- Выбранный отрывок
###
Как все это можно прокомментировать?
Во-первых, надо сразу сказать, что Дзидра Тубельская попала и к Булгаковым, и к Толстым лишь в 1939 году, стало быть, все ее суждения, относящиеся к предыдущим годам, произрастали на почве слухов весьма недостоверных. Какими духами пользовалась, у кого шила обувь, что за шубы носила и в разных домах скидывала, чем питалась сама и как угощала гостей Елена Сергеевна, какие ананасы и в каком шампанском имелись у нее на столе в 1932, 1933, 1934-м и так далее годах, – ничего этого доподлинно знать госпожа Тубельская не могла, а по свидетельству других, более надежных хотя бы в силу их личного присутствия мемуаристов (А. М. Файко, Е. А. Ермолинского, В. Я. Виленкина), дом Булгаковых действительно был весьма гостеприимным, но никакой роскоши в нем не наблюдалось, в отличие от дома Алексея Толстого, где опять-таки по свидетельству вызывающих доверие очевидцев, таких как М. Пришвин или К. Федин, не говоря уже о воспоминаниях многочисленной толстовской родни (жены, детей, пасынка), с роскошью всё было в порядке.
Во-вторых, когда Елена Сергеевна ушла в 1932 году к Булгакову из пятикомнатной квартиры Шиловского, у него не было двух комнат в доме в Нащокинском переулке, он проживал с Любовью Евгеньевной Белозерской на Пироговке и вынужден был подыскать для бывшей жены комнату в том же доме («…Любе я уже отстроил помещение в этом же доме, где и я живу сейчас» [13; 306], – писал Булгаков сестре Надежде). И дабы не умножать числа сущностей сверх необходимого, логичнее признать, что последовала Елена Сергеевна за Булгаковым не потому, что у нее была уверенность в посторонних доходах, не по приказу свыше, а в силу совсем иных причин. «Кто сказал тебе, что нет на свете настоящей, верной, вечной любви? Да отрежут лгуну его гнусный язык!» – объяснение не только с высоко поэтической, но с самой заурядной житейской точки зрения более верное.
В-третьих, начиная с лета 1930 года, а уж тем более после осени 1932-го (то есть после возобновления «Турбиных») не было такого времени, чтобы совслужащий и драматург М. А. Булгаков ничего не зарабатывал.
В-четвертых, Елена Сергеевна взяла в свои руки все издательские дела мужа не по заданию НКВД, а по его собственной просьбе; точно так же прежде он просил об этой услуге «ловкую и расторопную бабу» Любу, и, как и в случае с Любовью Евгеньевной, Елена Сергеевна успешным литагентом себя не показала («Люся превратилась в великомученицу из-за ленинградских гастролей. Эти подлецы, эти ленинградские театральные сукины дети, конечно, денег авторских не заплатили до сих пор. Люсина жизнь превратилась в кутерьму… Бедная доверенная Люся!» [13; 300 301] – писал Булгаков Н. Н. Лямину).
###
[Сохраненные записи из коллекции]
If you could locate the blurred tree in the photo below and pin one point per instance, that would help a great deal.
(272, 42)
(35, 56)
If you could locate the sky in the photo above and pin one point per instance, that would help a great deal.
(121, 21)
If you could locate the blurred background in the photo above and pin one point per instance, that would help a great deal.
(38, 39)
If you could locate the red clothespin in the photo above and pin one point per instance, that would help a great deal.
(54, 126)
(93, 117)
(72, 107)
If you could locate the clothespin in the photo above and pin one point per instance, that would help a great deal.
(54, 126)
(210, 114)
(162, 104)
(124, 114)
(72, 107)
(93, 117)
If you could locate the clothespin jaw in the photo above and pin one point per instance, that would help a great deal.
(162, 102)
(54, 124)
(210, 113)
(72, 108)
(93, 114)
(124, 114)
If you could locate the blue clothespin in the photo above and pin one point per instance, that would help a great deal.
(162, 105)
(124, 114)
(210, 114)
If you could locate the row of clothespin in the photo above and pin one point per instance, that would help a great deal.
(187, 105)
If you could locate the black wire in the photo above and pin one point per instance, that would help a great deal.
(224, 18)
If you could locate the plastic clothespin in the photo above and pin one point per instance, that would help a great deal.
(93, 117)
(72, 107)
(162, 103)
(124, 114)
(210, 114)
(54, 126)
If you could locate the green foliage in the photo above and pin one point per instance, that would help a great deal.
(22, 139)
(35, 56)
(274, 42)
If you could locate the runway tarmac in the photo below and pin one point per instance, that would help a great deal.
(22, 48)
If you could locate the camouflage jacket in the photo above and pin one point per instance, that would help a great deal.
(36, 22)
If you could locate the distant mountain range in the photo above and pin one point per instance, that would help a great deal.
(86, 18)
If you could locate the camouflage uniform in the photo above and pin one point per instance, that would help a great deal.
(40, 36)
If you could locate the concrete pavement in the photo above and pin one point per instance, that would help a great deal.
###
- Что сделать
**A.** Процитируйте из записей строки от той, что содержит "If you could locate the camouflage jacket", до конца записей включительно.
**B.** Допишите продолжение отрывка о Булгакове и Елене Сергеевне, начав сразу после его последнего предложения.
Отрывок и записи не связаны друг с другом.

- Ответы к упражнению
**A.**
If you could locate the camouflage jacket in the photo above and pin one point per instance, that would help a great deal.
(36, 22)
If you could locate the distant mountain range in the photo above and pin one point per instance, that would help a great deal.
(86, 18)
If you could locate the camouflage uniform in the photo above and pin one point per instance, that would help a great deal.
(40, 36)
If you could locate the concrete pavement in the photo above and pin one point per instance, that would help a great deal.

**B.**
В-пятых, у Булгакова при его жизни ничего в Малом театре не шло (да и вообще никогда за всю свою историю Малый театр Булгакова не ставил), а «Мольер» во МХАТе прошел всего семь раз, не считая генеральных репетиций, и был снят после разгромной статьи в «Правде», и здесь напутала уже не только Дзидра Эдуардовна, но и журналист из «Огонька», и его уверенное суждение о лояльности соввласти по отношению к Михаилу Булгакову (уж хотя бы наоборот: Булгакова к власти) оставим на профессиональной совести не потрудившегося проверить факты интервьюера.
В-шестых, от договоров за границей у Булгакова было больше головной боли, чем дивидендов. «Как письмо оттуда – на стол, как кирпич. Содержание их мне известно до вскрытия конвертов: в одних запрашивается о том, что делать, и как быть, и как горю пособить с такой-то моей пьесой там-то, а в других время от времени сообщают, что там-то или где-то у меня украли гонорар. Пять примерно лет я получаю эти письма и отвечаю на них. И вот теперь, в этом году, руки мои опустились. Ведь всё на свете надоедает.
В самом деле: я пишу куда-то, в неизвестное пространство, людям, которых я не знаю, что-то, что, в сущности, не имеет никакой силы. Каким образом я, сидя на Пироговской, могу распорядиться тем, что делается на Бюловштрассе или рю Баллю» [13; 271–272], – писал Булгаков Павлу Попову в июне 1932 года, то есть во время их с Еленой Сергеевной разрыва, писал о том, что кутерьма с заграничными договорами продолжается уже пять лет, ну и причем здесь работа Елены Сергеевны на НКВД?
В-седьмых, случай Элизабет Маньян
, рассказанный Тубельской, никакого отношения не имеет к истории Елены Сергеевны, и никогда и нигде аналогия не может служить доказательством.
В-восьмых, то обстоятельство, что Елена Сергеевна во время эвакуации из Москвы в октябре 1941 года заехала за корзинкой с кремами и румянами, конечно, характеризует ее как модницу и может быть подвергнуто суровому женскому осуждению, но одновременно противоречит утверждению взыскательной невестки о том, что после смерти Булгакова его вдова сразу же стала испытывать финансовые трудности.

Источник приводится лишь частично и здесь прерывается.